◆ Görev yönergesi: Huzur ve kaos üzerine yazıdan "Belki de büyüklük" sözlerinden "ayrıldığı nokta burası." sözlerine kadar olan bölümü hiç değiştirmeden çıkar.

◆ Verilen metin:
━━━━━━
Sanırım bu hayat sürecinde anladığım şu benim, insan nereye giderse gitsin kafası-kalbi onunla geliyor, o yüzden bunların birisinde huzur yoksa nereye gidersen git huzuru bulamıyorsun. Teori olarak çok doğru.ama ya huzurun, dinginliğin tam kıvamındayken , kalben ve aklen, bir kaosun ortasına düşersen? (Bu arada kaosa bilinçli veya bilinçsiz girmek hiç bir şey farkettirmiyor ulaşacağın sonuçta) Bundan hiç mı etkilenmezsin? Her gün kendince çok inandığın değerleri şüpheye düşürüp sorgulatacak yeni bir ortamda bulursan kendini ne kadar sürdürebilirsin içsel huzurunu? Diyebilirsin ki, bu çok inandığın değerlere bağlılığın veya inancın ne kadar kuvvetli ise o kadar kolay sürdürürsün, yok işte ben burada dur diyorum buna. İnsanız, insanım, insansın… Sonuçta herkes ihtiyacı olan tecrübeyi yaşıyor zaten, kaos ortamına gidiyorsan orada edineceğin tecrübeler vardır diye kendini rahatlatlamayada çalışabilirsin, hatta uzunca bir süre işinede yarayabilir, ama hiç mi yitirmezsin dengeni, hiç mi kaçmak istemezsin uzaklara?

Belki de büyüklük taşlayıp, “Artık bu git gel sürecinden bunaldım. Üç ömürlük tecrübeyi bir kerede yaşamak istiyorum ben” dedin kendini bir şey zannedip; öteki taraf da “al sana üç ömürlük tecrübe” deyiverdi. Seçeneklerin nedir: kaçıp gitmek, kalıp kafayı yemek, kalıp öğrenmen gerekenleri öğrenmeye çalışmak. Üçü de cesaret ister ve belki de en nihai sonuçta üçü de aynı kapıya çıkar (Tabii ki en nihai sonuç kaç ömür alır, daha kaç sıkıntı yaşatır Allah bilir? Ama söz vermemiş miydin üçünü bir seferde halledeceğim diye?) Kaçsan benzer şeyleri yaşayamayacağının garantisini kim verdi sana? Denemek istiyorsan ne ala? İşte memur olanla memur olmayanın ayrıldığı nokta burası.
━━━━━━
◆ Kaynak satırlar:
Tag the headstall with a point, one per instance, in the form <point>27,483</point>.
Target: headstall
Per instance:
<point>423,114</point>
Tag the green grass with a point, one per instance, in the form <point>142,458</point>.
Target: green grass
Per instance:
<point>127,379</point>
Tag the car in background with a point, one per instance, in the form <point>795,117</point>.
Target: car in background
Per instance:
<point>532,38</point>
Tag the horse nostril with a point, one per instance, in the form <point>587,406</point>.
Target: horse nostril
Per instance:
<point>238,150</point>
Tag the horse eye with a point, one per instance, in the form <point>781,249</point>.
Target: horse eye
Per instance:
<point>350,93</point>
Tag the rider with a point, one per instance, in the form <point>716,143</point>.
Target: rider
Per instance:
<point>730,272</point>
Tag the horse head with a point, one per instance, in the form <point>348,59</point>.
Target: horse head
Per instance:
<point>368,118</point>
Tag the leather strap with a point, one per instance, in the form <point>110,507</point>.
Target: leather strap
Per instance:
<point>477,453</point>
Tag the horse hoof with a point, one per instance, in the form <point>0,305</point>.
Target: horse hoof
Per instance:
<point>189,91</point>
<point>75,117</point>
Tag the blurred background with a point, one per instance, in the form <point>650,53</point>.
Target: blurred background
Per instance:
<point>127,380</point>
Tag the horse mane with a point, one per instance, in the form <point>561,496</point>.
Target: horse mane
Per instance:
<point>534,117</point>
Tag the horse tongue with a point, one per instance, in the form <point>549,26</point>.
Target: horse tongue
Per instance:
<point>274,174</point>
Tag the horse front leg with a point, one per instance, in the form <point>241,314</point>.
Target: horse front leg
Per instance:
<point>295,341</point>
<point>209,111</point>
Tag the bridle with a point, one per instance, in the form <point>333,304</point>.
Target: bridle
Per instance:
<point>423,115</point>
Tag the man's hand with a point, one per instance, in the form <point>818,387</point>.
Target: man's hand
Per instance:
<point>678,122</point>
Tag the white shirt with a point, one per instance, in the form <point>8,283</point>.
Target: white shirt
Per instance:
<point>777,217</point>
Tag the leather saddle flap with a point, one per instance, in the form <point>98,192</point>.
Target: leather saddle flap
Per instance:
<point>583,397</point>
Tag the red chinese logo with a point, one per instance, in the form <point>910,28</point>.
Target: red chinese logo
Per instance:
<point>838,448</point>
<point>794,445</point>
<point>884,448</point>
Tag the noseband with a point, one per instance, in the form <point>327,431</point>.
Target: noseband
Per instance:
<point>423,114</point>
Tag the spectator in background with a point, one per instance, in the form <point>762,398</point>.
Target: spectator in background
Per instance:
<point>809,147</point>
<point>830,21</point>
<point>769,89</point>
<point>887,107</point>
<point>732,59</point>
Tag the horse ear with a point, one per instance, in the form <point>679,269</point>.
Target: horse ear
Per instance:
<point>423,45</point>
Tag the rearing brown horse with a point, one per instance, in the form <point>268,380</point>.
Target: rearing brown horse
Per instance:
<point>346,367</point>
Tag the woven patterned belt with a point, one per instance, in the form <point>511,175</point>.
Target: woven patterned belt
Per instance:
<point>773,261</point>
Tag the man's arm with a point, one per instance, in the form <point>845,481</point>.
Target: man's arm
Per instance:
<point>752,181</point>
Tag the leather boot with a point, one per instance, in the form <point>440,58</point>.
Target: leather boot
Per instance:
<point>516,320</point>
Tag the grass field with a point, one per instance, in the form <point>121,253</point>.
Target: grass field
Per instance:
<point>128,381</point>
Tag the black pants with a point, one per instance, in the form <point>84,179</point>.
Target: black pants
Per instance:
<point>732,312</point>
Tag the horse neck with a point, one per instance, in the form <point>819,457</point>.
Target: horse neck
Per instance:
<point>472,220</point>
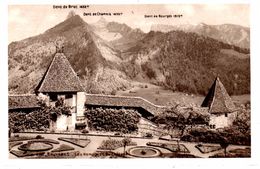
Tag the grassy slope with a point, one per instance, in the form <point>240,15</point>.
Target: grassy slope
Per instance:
<point>161,96</point>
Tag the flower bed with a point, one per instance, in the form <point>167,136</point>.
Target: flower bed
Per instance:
<point>207,148</point>
<point>35,146</point>
<point>170,147</point>
<point>46,141</point>
<point>112,120</point>
<point>63,147</point>
<point>112,144</point>
<point>19,153</point>
<point>78,142</point>
<point>108,154</point>
<point>234,153</point>
<point>20,138</point>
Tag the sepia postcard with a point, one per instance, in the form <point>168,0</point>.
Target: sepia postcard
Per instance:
<point>129,81</point>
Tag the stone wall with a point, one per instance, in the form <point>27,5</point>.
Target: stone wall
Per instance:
<point>122,101</point>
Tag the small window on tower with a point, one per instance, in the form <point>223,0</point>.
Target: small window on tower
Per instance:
<point>68,96</point>
<point>53,97</point>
━━━━━━
◆ Doğru yanıt:
Belki de büyüklük taşlayıp, “Artık bu git gel sürecinden bunaldım. Üç ömürlük tecrübeyi bir kerede yaşamak istiyorum ben” dedin kendini bir şey zannedip; öteki taraf da “al sana üç ömürlük tecrübe” deyiverdi. Seçeneklerin nedir: kaçıp gitmek, kalıp kafayı yemek, kalıp öğrenmen gerekenleri öğrenmeye çalışmak. Üçü de cesaret ister ve belki de en nihai sonuçta üçü de aynı kapıya çıkar (Tabii ki en nihai sonuç kaç ömür alır, daha kaç sıkıntı yaşatır Allah bilir? Ama söz vermemiş miydin üçünü bir seferde halledeceğim diye?) Kaçsan benzer şeyleri yaşayamayacağının garantisini kim verdi sana? Denemek istiyorsan ne ala? İşte memur olanla memur olmayanın ayrıldığı nokta burası.